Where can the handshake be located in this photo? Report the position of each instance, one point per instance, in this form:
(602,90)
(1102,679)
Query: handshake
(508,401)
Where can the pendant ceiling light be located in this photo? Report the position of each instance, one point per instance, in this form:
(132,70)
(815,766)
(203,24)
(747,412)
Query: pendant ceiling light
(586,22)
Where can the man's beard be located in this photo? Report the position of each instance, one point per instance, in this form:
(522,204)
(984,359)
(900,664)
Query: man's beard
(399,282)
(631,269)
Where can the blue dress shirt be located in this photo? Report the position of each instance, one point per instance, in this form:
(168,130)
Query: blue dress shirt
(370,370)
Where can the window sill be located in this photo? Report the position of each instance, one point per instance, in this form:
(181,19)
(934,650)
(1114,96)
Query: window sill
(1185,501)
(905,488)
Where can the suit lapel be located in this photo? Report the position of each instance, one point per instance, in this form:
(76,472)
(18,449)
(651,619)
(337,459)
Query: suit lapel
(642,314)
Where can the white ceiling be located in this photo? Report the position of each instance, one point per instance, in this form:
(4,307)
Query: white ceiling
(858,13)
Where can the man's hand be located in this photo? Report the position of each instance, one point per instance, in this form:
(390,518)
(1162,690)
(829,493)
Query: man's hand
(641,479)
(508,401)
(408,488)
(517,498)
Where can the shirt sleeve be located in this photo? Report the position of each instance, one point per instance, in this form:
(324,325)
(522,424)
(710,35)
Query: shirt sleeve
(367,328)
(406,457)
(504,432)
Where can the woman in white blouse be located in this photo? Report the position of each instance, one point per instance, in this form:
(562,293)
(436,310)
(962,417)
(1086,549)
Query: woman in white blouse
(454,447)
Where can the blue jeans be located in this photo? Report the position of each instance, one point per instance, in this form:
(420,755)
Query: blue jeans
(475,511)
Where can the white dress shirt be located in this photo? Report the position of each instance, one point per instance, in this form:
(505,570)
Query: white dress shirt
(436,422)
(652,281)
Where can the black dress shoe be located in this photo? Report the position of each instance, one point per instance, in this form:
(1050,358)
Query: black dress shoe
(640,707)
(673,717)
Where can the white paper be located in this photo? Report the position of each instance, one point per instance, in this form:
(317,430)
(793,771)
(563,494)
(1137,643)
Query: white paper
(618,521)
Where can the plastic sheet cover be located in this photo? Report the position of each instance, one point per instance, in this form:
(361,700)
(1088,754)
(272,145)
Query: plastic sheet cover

^^^^^^^^

### WHAT YOU WILL DO:
Print exactly the lines between the line with "Where can the blue jeans" and the final line of the records above, both included.

### EXERCISE RESULT:
Where can the blue jeans be located in this photo? Report the position of each instance, one point per instance, in this form:
(420,755)
Query: blue jeans
(475,511)
Where can the white dress shirt be located in this photo? Report the position of each instance, one point per instance, in this form:
(505,570)
Query: white dress shirt
(436,422)
(652,281)
Where can the black dress shoe be located in this photo? Report the position of each instance, one point per instance, in this form:
(1050,358)
Query: black dress shoe
(640,707)
(673,717)
Where can the white paper be located in this photo? Report the position of each instance, one point per instance, in this form:
(317,430)
(793,771)
(563,494)
(1137,643)
Query: white paper
(618,521)
Where can the plastic sheet cover be located in this photo? Report the position of each instance, one point per instance, in this form:
(361,700)
(1088,754)
(272,145)
Query: plastic sheet cover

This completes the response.